▸ Stated exercise
In the data below, find the line containing "薬 kanji sign in the photo above."; reproduce that line and all subsequent lines exactly, and nothing else.

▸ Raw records
:::::

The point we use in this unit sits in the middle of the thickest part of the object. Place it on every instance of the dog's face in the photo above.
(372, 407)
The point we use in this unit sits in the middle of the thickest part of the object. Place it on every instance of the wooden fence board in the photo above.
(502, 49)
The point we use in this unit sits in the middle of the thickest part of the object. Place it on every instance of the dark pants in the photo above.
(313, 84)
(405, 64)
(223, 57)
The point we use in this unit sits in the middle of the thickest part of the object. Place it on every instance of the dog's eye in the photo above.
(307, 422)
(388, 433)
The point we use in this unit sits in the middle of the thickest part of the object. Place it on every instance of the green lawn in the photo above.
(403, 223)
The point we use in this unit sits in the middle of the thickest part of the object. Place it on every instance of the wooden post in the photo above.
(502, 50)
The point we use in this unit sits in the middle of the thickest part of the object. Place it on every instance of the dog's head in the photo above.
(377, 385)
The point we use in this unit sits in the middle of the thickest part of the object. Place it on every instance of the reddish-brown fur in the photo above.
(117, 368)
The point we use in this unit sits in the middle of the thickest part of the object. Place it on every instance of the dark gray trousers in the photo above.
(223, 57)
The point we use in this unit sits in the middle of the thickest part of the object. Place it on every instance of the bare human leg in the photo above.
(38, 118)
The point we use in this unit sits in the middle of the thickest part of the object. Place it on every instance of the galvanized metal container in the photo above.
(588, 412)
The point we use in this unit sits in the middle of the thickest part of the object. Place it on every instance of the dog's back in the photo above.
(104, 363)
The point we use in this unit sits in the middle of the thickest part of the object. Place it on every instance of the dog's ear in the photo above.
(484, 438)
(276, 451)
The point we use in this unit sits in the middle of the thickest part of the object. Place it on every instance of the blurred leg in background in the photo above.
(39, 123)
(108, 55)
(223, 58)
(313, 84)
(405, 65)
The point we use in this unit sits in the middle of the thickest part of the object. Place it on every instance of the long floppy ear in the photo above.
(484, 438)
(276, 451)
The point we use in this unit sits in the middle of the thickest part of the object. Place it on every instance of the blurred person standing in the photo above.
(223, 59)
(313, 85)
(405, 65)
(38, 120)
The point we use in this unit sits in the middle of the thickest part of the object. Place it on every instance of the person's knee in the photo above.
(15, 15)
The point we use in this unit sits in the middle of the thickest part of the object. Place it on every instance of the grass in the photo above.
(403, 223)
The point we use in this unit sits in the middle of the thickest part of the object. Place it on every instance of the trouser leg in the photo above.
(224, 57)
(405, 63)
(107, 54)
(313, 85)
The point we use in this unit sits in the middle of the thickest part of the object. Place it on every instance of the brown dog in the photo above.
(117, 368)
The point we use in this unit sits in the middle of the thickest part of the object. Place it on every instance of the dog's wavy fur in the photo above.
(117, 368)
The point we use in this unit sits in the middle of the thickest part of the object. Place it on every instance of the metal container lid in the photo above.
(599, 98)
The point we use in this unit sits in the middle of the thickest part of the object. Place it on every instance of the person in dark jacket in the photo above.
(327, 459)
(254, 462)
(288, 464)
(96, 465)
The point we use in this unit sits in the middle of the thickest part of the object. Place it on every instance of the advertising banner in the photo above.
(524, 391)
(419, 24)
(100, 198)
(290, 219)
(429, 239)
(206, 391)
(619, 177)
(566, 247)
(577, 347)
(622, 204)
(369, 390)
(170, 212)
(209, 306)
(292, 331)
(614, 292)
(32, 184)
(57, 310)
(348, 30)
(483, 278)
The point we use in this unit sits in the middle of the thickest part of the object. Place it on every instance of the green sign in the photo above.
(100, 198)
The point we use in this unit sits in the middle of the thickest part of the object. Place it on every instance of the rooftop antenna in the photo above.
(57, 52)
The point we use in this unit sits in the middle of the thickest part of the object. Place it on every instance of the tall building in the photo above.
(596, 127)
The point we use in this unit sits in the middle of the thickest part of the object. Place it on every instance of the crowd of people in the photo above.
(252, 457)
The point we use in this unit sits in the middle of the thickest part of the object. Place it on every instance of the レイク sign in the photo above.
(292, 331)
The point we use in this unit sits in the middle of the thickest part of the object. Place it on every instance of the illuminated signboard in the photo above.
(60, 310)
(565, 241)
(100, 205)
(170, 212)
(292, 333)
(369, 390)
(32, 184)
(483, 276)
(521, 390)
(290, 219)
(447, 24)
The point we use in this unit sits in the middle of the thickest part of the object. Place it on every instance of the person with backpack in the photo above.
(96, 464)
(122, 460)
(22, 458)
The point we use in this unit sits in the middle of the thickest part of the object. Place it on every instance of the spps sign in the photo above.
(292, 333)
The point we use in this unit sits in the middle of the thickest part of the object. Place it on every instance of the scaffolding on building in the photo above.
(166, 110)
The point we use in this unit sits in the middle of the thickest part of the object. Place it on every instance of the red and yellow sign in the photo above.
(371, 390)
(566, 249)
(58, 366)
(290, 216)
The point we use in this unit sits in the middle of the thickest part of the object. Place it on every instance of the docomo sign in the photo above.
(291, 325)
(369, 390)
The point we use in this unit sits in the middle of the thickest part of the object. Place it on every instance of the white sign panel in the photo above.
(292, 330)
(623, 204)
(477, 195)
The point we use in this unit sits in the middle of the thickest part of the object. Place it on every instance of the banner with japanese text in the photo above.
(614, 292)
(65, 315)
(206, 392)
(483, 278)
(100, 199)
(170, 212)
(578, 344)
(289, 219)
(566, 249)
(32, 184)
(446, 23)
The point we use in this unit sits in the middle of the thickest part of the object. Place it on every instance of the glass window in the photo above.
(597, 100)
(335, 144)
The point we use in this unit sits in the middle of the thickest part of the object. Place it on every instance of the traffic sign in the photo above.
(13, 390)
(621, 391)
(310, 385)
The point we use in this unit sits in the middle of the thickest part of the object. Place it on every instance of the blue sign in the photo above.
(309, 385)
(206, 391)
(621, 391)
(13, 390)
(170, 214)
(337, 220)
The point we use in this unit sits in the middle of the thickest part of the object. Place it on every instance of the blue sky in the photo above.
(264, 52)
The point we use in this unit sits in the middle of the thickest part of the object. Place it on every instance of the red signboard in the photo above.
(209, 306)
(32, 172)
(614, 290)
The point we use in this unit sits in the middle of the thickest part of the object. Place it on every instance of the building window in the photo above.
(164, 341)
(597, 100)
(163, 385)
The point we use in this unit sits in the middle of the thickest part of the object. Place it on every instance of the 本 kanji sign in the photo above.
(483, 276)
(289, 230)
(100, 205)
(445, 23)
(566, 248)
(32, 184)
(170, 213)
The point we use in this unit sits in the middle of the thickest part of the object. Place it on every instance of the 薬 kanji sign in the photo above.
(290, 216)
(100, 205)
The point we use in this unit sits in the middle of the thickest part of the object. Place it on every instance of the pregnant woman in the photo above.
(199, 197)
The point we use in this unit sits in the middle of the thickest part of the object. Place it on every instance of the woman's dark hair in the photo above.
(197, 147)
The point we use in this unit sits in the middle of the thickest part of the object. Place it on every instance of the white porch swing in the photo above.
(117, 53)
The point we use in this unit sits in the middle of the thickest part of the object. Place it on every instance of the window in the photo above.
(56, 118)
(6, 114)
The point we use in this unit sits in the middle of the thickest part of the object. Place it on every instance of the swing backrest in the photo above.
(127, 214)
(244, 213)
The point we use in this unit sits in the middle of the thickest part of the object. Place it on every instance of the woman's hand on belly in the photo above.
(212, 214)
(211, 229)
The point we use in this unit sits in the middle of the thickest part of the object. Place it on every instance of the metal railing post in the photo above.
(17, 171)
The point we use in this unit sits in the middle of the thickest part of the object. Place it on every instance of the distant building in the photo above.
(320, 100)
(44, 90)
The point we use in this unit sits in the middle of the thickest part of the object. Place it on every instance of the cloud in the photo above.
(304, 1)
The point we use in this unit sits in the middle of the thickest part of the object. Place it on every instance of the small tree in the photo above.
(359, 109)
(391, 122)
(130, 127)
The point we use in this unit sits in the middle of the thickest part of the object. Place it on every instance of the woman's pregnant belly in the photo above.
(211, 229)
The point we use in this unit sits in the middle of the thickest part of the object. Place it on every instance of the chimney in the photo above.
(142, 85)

:::::

▸ Task result
The point we use in this unit sits in the middle of the thickest part of the object. Place it on every instance of the 薬 kanji sign in the photo above.
(290, 216)
(100, 205)
The point we use in this unit sits in the middle of the thickest part of the object. Place it on every instance of the pregnant woman in the photo above.
(199, 197)
The point we use in this unit sits in the middle of the thickest part of the object. Place it on every instance of the woman's dark hair in the photo above.
(197, 147)
The point we use in this unit sits in the middle of the thickest part of the object. Place it on every instance of the white porch swing in the photo above.
(117, 53)
The point we use in this unit sits in the middle of the thickest part of the object. Place it on every instance of the window in the photo above.
(56, 118)
(6, 114)
The point we use in this unit sits in the middle of the thickest part of the object. Place it on every instance of the swing backrest in the photo above.
(127, 214)
(244, 213)
The point we use in this unit sits in the middle of the thickest part of the object. Place it on every instance of the woman's hand on belly in the photo above.
(212, 214)
(211, 229)
The point we use in this unit sits in the middle of the thickest part of the object. Place it on every instance of the metal railing post in the photo above.
(17, 171)
The point we use in this unit sits in the middle of the thickest part of the object. Place it on every instance of the distant building in the photo above.
(320, 100)
(44, 90)
The point we use in this unit sits in the middle of the thickest part of the object. Place it on every instance of the cloud in the photo above.
(304, 1)
The point we use in this unit sits in the middle of the thickest part of the object. Place it on every instance of the small tree in the photo above.
(359, 109)
(391, 122)
(130, 127)
The point we use in this unit sits in the middle of the thickest part of the object. Place it on every instance of the woman's pregnant belly in the photo above.
(211, 229)
The point we use in this unit sits in the middle of the thickest part of the object. Place it on every instance of the chimney in the photo above.
(142, 85)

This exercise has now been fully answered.